SOURCE TEXT Start Marker

When asylum seekers have come to us hoping to reconnect with (re)displaced relatives, we refer them to the International Committee of the Red Cross, which is sometimes able to connect them with their missing relatives. They were recently able to arrange for a mother to speak to her missing teenage son. When she came back and told us that she had heard from her son that he knew people whose mothers had been able to get them out of the conflict region, we had to explain that Israel would not allow her to do the same.
Despite the hostility from certain corners of the government, there are advantages to seeking asylum in this country. Israel’s social-welfare state provides substantial protections for all Israeli residents, which are accessible to asylum seekers. Like all residents of Israel, they enjoy robust worker protections. All children in Israel, including children of asylum seekers, have access to municipal education from age 3 through 12th grade. At JACC, we routinely assist terminated employees to recover thousands of shekels owed to them by employers who never paid their pension or national insurance obligations. A generation of Eritrean children is being educated as Israelis in all respects, learning to read and write in Hebrew, dressing up for Purim, and standing at attention for the sirens of Yom Hashoah and Yom Hazikaron. Many asylum seekers would happily stay in Israel if given a chance.

SOURCE TEXT End Marker

## [ACTION ITEM A]
In the text on asylum seekers in Israel, from what age through what grade can all children in Israel attend municipal schools?
## [ACTION ITEM B]
Using the text on asylum seekers in Israel, mark each statement yes or no, and quote the words that decide it. (i) Asylum seekers can use the protections of Israel's social-welfare state. (ii) Eritrean children in Israel are learning to read and write in Arabic. (iii) Israel would let the mother get her son out of the conflict region.

INPUT DATA Start Marker

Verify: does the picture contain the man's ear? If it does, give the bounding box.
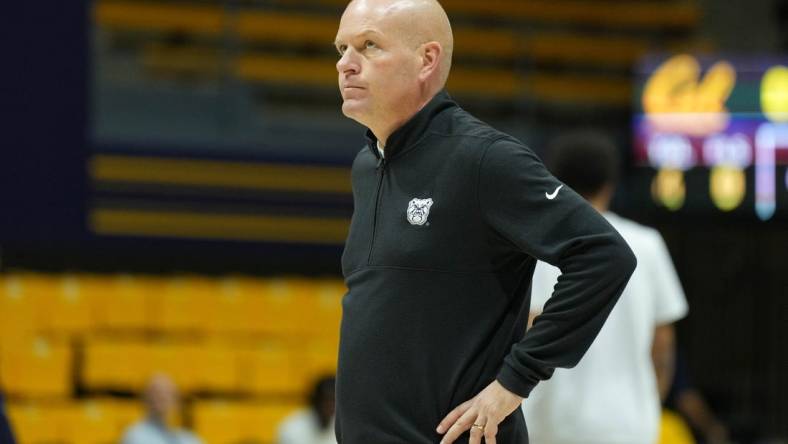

INPUT DATA End Marker
INPUT DATA Start Marker

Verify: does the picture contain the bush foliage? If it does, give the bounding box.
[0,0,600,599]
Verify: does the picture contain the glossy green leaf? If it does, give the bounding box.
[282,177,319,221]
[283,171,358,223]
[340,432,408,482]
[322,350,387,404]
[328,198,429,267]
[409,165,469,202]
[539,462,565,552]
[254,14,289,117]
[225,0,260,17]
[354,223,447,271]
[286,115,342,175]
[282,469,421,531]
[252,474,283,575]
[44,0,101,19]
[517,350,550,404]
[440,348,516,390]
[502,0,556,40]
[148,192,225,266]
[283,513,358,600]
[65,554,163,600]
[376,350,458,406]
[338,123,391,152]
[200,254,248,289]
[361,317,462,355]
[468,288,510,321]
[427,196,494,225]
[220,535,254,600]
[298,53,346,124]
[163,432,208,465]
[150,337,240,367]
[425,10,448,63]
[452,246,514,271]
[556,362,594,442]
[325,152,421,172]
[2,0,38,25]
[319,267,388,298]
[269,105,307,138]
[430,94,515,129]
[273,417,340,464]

INPUT DATA End Marker

## [ANSWER BOX A]
From age 3 through 12th grade.

## [ANSWER BOX B]
(i) Yes: "which are accessible to asylum seekers"
(ii) No: "learning to read and write in Hebrew"
(iii) No: "Israel would not allow her to do the same"